Текст документа ▸
'''

Пересыпкин

We use cookies. Read the Privacy and Cookie Policy

Пересыпкин

Интервью взято в 1978 году.

Г.Куманев. Каким для Вас оказался первый день войны, где Вы ее встретили?

И.Пересыпкин. «Накануне вероломного фашистского нападения на нашу страну, 19 июня 1941 г. около 10 часов вечера мне позвонил Поскребышев и сообщил, что меня приглашает к себе товарищ Сталин. По какому вопросу меня вызывают, Поскребышев, как обычно, не сказал. Такие вызовы случались довольно часто. И обычно до встречи со Сталиным было невозможно догадаться, с какой целью ты должен прибыть в Кремль. В кабинете, в котором я бывал уже не раз, Сталин находился один. Он поздоровался со мной, предложил сесть, а сам несколько минут прохаживался, о чем-то размышляя. Сталин показался мне несколько взволнованным. Подойдя потом ко мне, он остановился и сказал:

— У Вас не все благополучно, товарищ Пересыпкин, со связью и расстановкой кадров в Прибалтийских республиках. Поезжайте туда, разберитесь и наведите порядок.

После этого Сталин повернулся и направился к своему рабочему столу. Из этого я сделал предположение, что разговор, по-видимому, закончен…»

«Сложный» человек, этот Сталин. Как повернулся к своему столу, так и остался, наверное, стоять в таком положении, до нового посетителя кабинета. Слова, видимо, берег для другого разговора. Кроме того, плохо, товарищ Сталин знал географию. Не хуже Чеховского героя указал адрес убытия. Их ведь три республики, в Прибалтике-то? Да, но с другой стороны, всего лишь — три. Как же Иван Терентьевич догадался начать проверку с Литвы? Может, Поскребышев подсказал?

«Из Кремля я поехал в Наркомат связи, где со своими заместителями мы наметили ряд сотрудников, которые должны были вместе со мной отправиться в командировку. Но наша поездка задержалась. На следующий день, в пятницу 20 июня, состоялось заседание правительства, на котором был и я. Председательствовал глава СНК СССР Сталин. В ходе обсуждения одного из вопросов повестки дня для подготовки проекта решения потребовалось создать комиссию. В ее состав по предложению Сталина был включен и я. Проект решения мы должны были подготовить 21 июня. Отсюда я сделал вывод, что моя поездка в Прибалтику откладывается на два дня.

Во второй половине дня 21 июня комиссия подготовила проект решения и документ был подписан. После этого я побывал в Наркомате связи и часа через два уехал за город. Был субботний вечер, и мне пришла в голову мысль, что выезжать в Прибалтику надо в конце следующего дня, т. к. в воскресенье все там отдыхают. Когда же я приехал к себе на дачу, мне вскоре позвонил Поскребышев и сказал, чтобы я срочно по такому-то телефону связался со Сталиным. Я тут же набрал указанный номер телефона.

'''

Исходный материал ▸
'''

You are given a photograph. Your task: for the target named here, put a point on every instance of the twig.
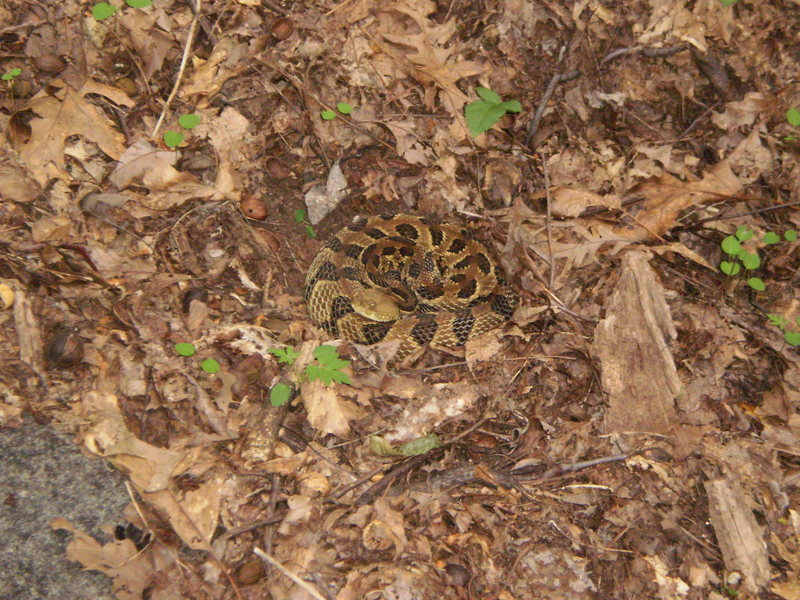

'''

Цель задания ▸ Верните из текста документа слово в слово отрывок, начиная со слов «После этого Сталин» и до слов «Может, Поскребышев подсказал?» включительно. Материал здесь никак не пригодится.

Решение ▸
После этого Сталин повернулся и направился к своему рабочему столу. Из этого я сделал предположение, что разговор, по-видимому, закончен…»

«Сложный» человек, этот Сталин. Как повернулся к своему столу, так и остался, наверное, стоять в таком положении, до нового посетителя кабинета. Слова, видимо, берег для другого разговора. Кроме того, плохо, товарищ Сталин знал географию. Не хуже Чеховского героя указал адрес убытия. Их ведь три республики, в Прибалтике-то? Да, но с другой стороны, всего лишь — три. Как же Иван Терентьевич догадался начать проверку с Литвы? Может, Поскребышев подсказал?